DOCUMENT SECTION
__________________________________________________

Chicken Scallopini with Piccata Sauce absolutely fits these criteria. This dish is perfect for a busy weeknight, and elegant enough for date night.
Let me tell you a bit about this wonderful Italian dish!
What Is Chicken Scallopini?
Scallopini (also known as scaloppine) is a thin slice of meat. Chicken scallopini is then thin slices of chicken. Veal and beef are also used for scaloppine dishes. One benefit I love with scallopini is that the meat cooks up quickly, as you will see here in this recipe.
What is Piccata Sauce?
Piccata sauce is a lemon, butter, and caper sauce. The combination of these 3 ingredients is absolutely heavenly! The sauce has the lovely briny taste of the capers, the zestiness of the lemons, and the richness of butter.
In this dish, we'll prepare this sauce using the pan drippings from the cooked chicken. It will then be poured over our scallopini ready to devour to your delight!
🥘 Ingredients
You will need the following ingredients for this quick and easy Italian chicken recipe:
- Chicken breast, sliced extra thin to ¼" thickness; buy it this way at your grocery store, or we can use a meat mallet to pound it down
- Butter
- Olive oil
- White wine
- Chicken broth
- Fresh garlic
- Lemon zest - we will use zest from ½ lemon
- Lemon juice - we will use juice from ½ lemon
- Salt
- Black pepper,
- Capers
- Italian parsley (as a garnish)
You should be able to find all of these lovely fresh ingredients at your local grocery store.
Now let's gather our ingredients and make this mouthwatering dish!
🔪 Instructions
I hope you were able to find some extra thin sliced chicken breast prepared this way and ready to use. If not, no worries!
Prepping the Chicken
Begin by examining your chicken breasts. You want them to be around ¼" thick. If they are not, then use a meat mallet to pound them down to this thickness. To use the meat mallet, place the chicken between two sheets of plastic wrap and pound.
Please note that if you buy very thick slices of chicken breast, it's best to cut them in ½ horizontally using your knife prior to using the meat mallet. For 1 pound of chicken, it's likely we will have between 5-6 pieces of chicken for this scallopini.

__________________________________________________

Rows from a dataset
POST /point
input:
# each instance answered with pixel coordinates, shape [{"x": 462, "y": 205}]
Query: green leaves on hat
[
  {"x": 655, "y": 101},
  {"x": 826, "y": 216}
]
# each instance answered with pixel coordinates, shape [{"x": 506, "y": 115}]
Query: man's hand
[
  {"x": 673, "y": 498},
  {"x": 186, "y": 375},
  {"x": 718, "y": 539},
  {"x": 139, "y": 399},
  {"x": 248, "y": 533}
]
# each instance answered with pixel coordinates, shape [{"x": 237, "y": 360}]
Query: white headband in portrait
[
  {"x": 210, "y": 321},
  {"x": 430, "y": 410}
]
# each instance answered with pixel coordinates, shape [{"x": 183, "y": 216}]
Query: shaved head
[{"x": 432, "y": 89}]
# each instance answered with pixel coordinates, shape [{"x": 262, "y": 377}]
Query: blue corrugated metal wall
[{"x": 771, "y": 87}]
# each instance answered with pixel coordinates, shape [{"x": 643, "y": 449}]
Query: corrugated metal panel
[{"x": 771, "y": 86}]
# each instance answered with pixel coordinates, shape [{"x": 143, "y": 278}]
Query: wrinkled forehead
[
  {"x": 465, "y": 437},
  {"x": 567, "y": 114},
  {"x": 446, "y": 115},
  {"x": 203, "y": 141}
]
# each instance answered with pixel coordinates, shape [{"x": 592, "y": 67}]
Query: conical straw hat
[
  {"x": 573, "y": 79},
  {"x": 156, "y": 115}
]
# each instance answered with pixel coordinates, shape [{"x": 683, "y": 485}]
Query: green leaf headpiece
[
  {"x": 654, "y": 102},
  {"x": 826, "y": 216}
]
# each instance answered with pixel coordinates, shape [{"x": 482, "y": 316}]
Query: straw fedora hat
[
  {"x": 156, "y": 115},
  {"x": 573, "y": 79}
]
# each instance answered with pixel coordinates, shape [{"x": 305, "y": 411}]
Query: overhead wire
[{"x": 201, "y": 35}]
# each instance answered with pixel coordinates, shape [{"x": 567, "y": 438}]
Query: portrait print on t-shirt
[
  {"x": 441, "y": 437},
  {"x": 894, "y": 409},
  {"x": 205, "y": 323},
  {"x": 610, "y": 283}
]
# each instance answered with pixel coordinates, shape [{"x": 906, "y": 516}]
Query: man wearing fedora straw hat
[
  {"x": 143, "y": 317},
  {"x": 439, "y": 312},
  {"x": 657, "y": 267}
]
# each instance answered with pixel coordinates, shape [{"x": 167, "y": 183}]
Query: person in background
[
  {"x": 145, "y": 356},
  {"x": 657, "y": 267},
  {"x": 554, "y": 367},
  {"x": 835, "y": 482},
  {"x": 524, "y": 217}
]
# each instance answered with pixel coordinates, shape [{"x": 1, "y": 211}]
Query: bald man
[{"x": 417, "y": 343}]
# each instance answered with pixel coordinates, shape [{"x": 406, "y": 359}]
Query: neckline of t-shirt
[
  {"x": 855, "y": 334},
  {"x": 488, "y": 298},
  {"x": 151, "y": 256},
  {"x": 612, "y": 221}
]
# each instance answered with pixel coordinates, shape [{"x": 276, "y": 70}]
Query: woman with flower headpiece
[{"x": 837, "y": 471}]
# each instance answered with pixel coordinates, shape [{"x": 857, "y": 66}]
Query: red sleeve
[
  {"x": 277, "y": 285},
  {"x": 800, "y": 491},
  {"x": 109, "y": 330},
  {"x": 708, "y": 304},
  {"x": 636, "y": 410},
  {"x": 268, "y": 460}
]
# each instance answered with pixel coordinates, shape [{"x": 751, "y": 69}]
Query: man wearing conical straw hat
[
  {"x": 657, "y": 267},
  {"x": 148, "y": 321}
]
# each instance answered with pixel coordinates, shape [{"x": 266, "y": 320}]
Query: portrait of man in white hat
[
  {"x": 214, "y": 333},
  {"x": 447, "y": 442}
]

__________________________________________________

CHALLENGE 1
In the chicken scallopini recipe, what are the three ingredients of piccata sauce?
CHALLENGE 2
Repeat the chicken scallopini recipe from "Let me tell" up to and including "in this recipe.".

REPLY 1
Lemon, butter, and capers.

REPLY 2
Let me tell you a bit about this wonderful Italian dish!
What Is Chicken Scallopini?
Scallopini (also known as scaloppine) is a thin slice of meat. Chicken scallopini is then thin slices of chicken. Veal and beef are also used for scaloppine dishes. One benefit I love with scallopini is that the meat cooks up quickly, as you will see here in this recipe.